++++ Dataset records ++++
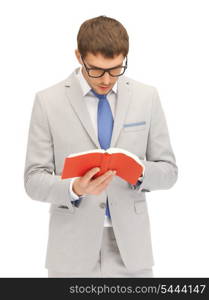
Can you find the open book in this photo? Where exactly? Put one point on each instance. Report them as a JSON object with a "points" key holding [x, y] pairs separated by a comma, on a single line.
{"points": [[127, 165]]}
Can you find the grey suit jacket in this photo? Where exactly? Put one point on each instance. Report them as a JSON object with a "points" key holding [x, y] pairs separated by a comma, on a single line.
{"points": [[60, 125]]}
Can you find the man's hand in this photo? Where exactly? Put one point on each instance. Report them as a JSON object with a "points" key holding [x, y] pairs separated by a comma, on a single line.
++++
++++ Dataset records ++++
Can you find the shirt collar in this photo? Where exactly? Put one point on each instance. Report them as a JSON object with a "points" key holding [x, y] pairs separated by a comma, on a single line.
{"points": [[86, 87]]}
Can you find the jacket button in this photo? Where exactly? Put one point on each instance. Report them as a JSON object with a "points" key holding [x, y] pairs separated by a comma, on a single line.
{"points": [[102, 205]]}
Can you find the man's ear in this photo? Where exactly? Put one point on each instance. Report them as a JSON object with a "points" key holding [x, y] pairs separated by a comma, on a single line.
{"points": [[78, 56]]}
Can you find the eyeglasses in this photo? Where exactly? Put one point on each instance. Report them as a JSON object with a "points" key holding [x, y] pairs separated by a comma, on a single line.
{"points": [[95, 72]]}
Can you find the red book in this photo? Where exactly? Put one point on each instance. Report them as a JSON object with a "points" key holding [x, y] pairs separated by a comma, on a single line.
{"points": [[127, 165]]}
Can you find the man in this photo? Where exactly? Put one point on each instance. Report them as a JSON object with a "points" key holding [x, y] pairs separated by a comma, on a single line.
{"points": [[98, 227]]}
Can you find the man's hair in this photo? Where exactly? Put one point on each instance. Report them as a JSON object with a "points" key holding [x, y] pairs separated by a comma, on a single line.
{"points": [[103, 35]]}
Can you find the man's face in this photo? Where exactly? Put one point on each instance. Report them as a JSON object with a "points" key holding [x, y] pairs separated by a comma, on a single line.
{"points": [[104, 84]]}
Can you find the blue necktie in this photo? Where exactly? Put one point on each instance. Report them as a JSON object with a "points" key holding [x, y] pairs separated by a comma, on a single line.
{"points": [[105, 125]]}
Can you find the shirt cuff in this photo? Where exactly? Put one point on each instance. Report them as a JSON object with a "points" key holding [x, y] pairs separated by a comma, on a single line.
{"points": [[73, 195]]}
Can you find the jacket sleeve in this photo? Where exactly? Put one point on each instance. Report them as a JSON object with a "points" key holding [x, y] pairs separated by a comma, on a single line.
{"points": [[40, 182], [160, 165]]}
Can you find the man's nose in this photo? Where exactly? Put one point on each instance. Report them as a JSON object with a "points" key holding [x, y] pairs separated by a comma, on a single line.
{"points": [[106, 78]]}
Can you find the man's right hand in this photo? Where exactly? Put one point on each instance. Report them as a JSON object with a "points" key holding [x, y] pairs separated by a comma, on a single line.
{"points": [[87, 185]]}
++++
* [Set exercise] Please lay out the lines of the records between the lines holding "Can you find the open" and "Can you find the man's hand", inclusive, as a Markdown table with the columns Row and Line, where Row holds each line's row number. Leave out any blank lines.

* [Written answer]
| Row | Line |
|---|---|
| 1 | Can you find the open book in this photo? Where exactly? Put one point on each instance. Report them as a JSON object with a "points" key holding [x, y] pairs separated by a comma, on a single line. |
| 2 | {"points": [[127, 165]]} |
| 3 | Can you find the grey suit jacket in this photo? Where exactly? Put one point on each instance. Report them as a JSON object with a "points" key holding [x, y] pairs separated by a comma, on a single line. |
| 4 | {"points": [[60, 125]]} |
| 5 | Can you find the man's hand in this photo? Where exactly? Put one point on each instance. Report them as a JSON object with a "points" key holding [x, y] pairs separated by a comma, on a single line. |